» Tâche à réaliser:
Combien de lignes des entrées ci-dessous contiennent la chaîne « jacket » ? Répondez uniquement par ce nombre.

» Données extraites:

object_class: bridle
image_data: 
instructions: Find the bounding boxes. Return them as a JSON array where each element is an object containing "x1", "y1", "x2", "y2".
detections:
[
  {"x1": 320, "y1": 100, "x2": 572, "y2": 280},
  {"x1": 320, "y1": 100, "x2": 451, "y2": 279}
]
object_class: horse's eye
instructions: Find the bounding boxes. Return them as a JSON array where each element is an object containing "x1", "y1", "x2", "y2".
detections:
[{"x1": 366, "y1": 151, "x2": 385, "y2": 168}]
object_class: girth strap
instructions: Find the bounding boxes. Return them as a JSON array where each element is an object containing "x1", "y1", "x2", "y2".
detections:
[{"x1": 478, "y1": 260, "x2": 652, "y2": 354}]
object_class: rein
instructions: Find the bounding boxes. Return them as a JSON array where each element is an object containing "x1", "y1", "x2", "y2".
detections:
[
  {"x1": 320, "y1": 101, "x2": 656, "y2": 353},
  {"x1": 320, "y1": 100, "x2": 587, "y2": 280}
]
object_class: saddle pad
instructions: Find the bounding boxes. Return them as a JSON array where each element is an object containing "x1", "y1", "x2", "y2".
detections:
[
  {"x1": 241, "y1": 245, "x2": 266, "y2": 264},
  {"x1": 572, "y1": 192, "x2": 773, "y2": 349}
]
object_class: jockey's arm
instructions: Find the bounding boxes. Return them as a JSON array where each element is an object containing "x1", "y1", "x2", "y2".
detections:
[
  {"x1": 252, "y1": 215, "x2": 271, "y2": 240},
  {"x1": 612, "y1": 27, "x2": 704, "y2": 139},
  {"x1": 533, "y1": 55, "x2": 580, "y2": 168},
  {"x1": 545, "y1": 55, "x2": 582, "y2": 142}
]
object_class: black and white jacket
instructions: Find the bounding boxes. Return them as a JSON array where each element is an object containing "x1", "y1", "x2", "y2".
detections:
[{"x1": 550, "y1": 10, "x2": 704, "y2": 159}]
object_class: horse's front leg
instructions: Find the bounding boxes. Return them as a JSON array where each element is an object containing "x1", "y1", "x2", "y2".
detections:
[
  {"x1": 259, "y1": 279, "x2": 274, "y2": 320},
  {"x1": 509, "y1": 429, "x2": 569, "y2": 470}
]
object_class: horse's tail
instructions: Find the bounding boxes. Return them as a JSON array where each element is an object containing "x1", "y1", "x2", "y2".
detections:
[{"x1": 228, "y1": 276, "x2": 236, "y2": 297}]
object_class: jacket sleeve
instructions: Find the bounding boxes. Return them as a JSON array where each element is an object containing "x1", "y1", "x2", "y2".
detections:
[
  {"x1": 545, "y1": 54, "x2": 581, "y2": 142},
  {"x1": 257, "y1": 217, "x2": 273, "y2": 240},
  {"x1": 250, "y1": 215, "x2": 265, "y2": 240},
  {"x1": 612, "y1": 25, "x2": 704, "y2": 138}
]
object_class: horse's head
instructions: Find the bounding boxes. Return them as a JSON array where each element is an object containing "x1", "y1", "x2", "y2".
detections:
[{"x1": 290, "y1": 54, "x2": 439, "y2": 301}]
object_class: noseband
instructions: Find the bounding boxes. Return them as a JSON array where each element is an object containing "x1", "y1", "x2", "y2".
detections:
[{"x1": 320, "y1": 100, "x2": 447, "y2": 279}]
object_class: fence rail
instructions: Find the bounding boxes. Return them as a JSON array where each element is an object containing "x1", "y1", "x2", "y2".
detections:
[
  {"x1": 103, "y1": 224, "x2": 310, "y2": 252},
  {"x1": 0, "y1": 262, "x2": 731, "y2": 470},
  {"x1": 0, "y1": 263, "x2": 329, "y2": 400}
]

» Résultat:
2